[START Provided information]

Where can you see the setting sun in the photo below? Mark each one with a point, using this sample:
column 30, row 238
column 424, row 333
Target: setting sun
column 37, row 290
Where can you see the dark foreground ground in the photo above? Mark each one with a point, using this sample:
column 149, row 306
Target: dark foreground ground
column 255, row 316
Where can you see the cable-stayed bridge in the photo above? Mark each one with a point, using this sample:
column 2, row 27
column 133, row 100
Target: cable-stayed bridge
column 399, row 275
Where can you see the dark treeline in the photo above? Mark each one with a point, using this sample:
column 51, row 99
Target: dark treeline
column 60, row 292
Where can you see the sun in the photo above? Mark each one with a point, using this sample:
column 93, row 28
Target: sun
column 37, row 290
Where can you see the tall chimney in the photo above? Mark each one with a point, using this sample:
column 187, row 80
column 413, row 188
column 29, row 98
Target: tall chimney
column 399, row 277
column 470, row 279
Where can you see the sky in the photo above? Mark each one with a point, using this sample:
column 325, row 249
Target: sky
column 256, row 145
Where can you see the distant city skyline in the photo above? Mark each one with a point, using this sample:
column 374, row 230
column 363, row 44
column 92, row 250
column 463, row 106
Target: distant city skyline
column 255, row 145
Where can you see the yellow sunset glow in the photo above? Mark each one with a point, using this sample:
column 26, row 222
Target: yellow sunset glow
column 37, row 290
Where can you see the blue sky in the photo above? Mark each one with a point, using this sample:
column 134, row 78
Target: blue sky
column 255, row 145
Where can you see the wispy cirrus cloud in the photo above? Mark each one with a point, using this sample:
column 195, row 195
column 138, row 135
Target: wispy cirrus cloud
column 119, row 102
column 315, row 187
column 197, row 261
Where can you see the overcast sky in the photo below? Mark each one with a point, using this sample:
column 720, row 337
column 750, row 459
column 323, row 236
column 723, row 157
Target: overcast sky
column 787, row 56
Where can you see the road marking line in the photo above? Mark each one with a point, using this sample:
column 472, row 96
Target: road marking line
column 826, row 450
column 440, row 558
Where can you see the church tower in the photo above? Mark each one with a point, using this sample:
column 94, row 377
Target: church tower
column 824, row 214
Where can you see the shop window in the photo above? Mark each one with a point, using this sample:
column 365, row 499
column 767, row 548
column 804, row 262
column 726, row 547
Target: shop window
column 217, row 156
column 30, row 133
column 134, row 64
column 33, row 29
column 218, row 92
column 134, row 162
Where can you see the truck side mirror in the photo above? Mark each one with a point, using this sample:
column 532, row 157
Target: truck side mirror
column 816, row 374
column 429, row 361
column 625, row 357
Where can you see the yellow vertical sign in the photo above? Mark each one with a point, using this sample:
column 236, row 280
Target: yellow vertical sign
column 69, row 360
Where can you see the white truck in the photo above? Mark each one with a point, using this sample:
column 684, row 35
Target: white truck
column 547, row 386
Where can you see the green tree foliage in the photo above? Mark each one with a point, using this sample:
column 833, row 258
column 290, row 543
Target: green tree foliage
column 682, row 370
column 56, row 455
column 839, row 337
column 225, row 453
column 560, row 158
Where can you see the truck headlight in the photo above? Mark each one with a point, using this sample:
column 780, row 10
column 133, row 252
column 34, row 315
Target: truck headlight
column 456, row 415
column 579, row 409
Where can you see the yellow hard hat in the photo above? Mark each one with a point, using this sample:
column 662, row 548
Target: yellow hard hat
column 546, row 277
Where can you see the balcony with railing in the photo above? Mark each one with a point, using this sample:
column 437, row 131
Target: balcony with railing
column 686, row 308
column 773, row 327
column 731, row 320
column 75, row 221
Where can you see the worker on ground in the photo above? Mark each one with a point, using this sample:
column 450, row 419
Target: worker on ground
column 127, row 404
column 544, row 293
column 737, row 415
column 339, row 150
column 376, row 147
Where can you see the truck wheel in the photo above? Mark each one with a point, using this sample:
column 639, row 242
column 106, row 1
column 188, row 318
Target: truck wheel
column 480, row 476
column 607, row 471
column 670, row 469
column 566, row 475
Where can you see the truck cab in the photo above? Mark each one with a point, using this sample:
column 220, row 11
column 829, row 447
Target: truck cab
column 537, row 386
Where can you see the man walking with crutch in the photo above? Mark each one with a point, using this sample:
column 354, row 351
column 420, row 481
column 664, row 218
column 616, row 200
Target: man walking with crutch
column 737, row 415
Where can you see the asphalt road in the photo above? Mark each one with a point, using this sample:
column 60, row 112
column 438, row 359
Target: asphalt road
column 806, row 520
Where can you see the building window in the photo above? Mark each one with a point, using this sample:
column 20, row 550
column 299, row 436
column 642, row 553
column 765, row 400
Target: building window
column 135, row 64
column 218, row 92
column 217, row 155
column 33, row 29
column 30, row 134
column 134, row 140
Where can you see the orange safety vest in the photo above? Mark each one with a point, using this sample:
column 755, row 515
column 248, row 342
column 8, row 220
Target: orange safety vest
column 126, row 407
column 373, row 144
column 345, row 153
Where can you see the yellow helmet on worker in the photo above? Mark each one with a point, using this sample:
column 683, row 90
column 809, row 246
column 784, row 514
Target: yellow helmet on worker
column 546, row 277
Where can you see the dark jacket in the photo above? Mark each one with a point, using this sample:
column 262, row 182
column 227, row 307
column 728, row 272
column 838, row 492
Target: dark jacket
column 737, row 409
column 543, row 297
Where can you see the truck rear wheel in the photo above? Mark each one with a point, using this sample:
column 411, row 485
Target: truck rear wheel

[END Provided information]

__Written task__.
Extract all of the data above without altering anything.

__Exercise answer__.
Where can you see the setting sun in the photo below? Mark each one with a point, using this sample:
column 30, row 238
column 424, row 333
Target: setting sun
column 37, row 290
Where can you see the dark foreground ground in the photo above? Mark each one with a point, using this sample:
column 149, row 306
Target: dark foreground ground
column 255, row 316
Where can you see the cable-stayed bridge in the photo above? Mark each one with a point, using this sample:
column 2, row 27
column 133, row 100
Target: cable-stayed bridge
column 399, row 275
Where can you see the dark treeline in the photo above? Mark each one with a point, using this sample:
column 51, row 99
Target: dark treeline
column 60, row 292
Where can you see the sun in the photo above? Mark each one with a point, using this sample:
column 93, row 28
Target: sun
column 37, row 290
Where can you see the tall chimney in the photo above? Mark each one with a point, using this sample:
column 187, row 80
column 413, row 188
column 29, row 98
Target: tall chimney
column 399, row 277
column 470, row 279
Where can you see the sky in the photo above? Mark each one with a point, using this sample:
column 325, row 249
Target: sky
column 256, row 145
Where can you see the distant city skyline in the photo above? Mark each one with a point, using this sample:
column 374, row 230
column 363, row 44
column 92, row 250
column 463, row 106
Target: distant city skyline
column 255, row 145
Where can you see the yellow sunset glow in the photo above? Mark each one with a point, using this sample:
column 26, row 222
Target: yellow sunset glow
column 37, row 290
Where can you see the blue sky in the photo above? Mark each one with a point, using this sample:
column 134, row 78
Target: blue sky
column 255, row 145
Where can you see the wispy cirrus cloud in the photo above? Mark each one with a point, using this sample:
column 195, row 195
column 138, row 135
Target: wispy cirrus cloud
column 119, row 102
column 315, row 187
column 197, row 261
Where can you see the overcast sky in the photo below? Mark each one with a point, using this sample:
column 720, row 337
column 750, row 459
column 323, row 236
column 723, row 157
Target: overcast sky
column 787, row 56
Where can you see the road marking line in the photo above? Mark each one with a point, using this sample:
column 472, row 96
Target: road marking line
column 826, row 450
column 440, row 558
Where can you see the church tower in the photo above? Mark each one with a point, using this sample:
column 94, row 377
Target: church tower
column 824, row 214
Where can you see the shop window in the photo above? Mark each one with a point, using this sample:
column 365, row 499
column 767, row 548
column 804, row 262
column 726, row 547
Target: shop window
column 217, row 156
column 30, row 133
column 134, row 64
column 33, row 29
column 218, row 92
column 134, row 162
Where can you see the truck side mirror in the photo above? Mark each one with a point, using this sample:
column 532, row 157
Target: truck side mirror
column 816, row 374
column 429, row 361
column 625, row 357
Where can you see the yellow vertical sign in the photo above? Mark each one with a point, using this sample:
column 236, row 280
Target: yellow vertical sign
column 69, row 360
Where can you see the white truck in the photo above? Mark each one with a point, using this sample:
column 684, row 35
Target: white truck
column 547, row 386
Where can you see the green tree foliage in the photo above? Mark each one with a point, using this sample:
column 833, row 258
column 290, row 543
Target: green tree foliage
column 682, row 370
column 56, row 455
column 839, row 337
column 225, row 453
column 560, row 158
Where can you see the truck headlight in the photo above? Mark each one with a point, using this sample:
column 780, row 10
column 133, row 252
column 34, row 315
Target: truck headlight
column 456, row 415
column 579, row 409
Where can you see the yellow hard hat in the photo above? Mark each one with a point, using this sample:
column 662, row 548
Target: yellow hard hat
column 546, row 277
Where can you see the balcony with railing in the photo above? Mark each one with a point, using this sample:
column 437, row 131
Target: balcony with railing
column 686, row 308
column 773, row 327
column 731, row 320
column 75, row 221
Where can you see the worker on ground in the photo above? Mark each one with a point, using this sample:
column 450, row 419
Target: worker on ground
column 127, row 404
column 544, row 293
column 737, row 415
column 339, row 150
column 376, row 147
Where can you see the truck wheel in the photo above? Mark each one with a point, using this sample:
column 639, row 242
column 106, row 1
column 188, row 318
Target: truck wheel
column 480, row 476
column 607, row 471
column 670, row 469
column 566, row 475
Where can you see the truck cab in the photo above? Mark each one with a point, using this sample:
column 220, row 11
column 829, row 447
Target: truck cab
column 537, row 386
Where can you see the man walking with crutch in the photo above? Mark each one with a point, using this sample:
column 354, row 351
column 420, row 481
column 664, row 218
column 616, row 200
Target: man walking with crutch
column 737, row 415
Where can you see the asphalt road in the photo above? Mark each one with a point, using this sample:
column 60, row 112
column 438, row 359
Target: asphalt road
column 806, row 520
Where can you see the building window in the photo above? Mark each one with a point, using this sample:
column 20, row 550
column 299, row 436
column 642, row 553
column 765, row 400
Target: building window
column 135, row 64
column 218, row 92
column 217, row 155
column 33, row 29
column 30, row 134
column 134, row 140
Where can you see the orange safety vest in the photo above? Mark each one with a point, using this sample:
column 755, row 515
column 248, row 342
column 8, row 220
Target: orange safety vest
column 126, row 407
column 373, row 144
column 345, row 153
Where can you see the yellow helmet on worker in the photo above? Mark each one with a point, using this sample:
column 683, row 90
column 809, row 246
column 784, row 514
Target: yellow helmet on worker
column 546, row 277
Where can you see the dark jacket in the photo above? Mark each one with a point, using this sample:
column 262, row 182
column 227, row 307
column 728, row 272
column 838, row 492
Target: dark jacket
column 737, row 409
column 543, row 297
Where can you see the truck rear wheel in the photo above? Mark each one with a point, using this sample:
column 411, row 485
Target: truck rear wheel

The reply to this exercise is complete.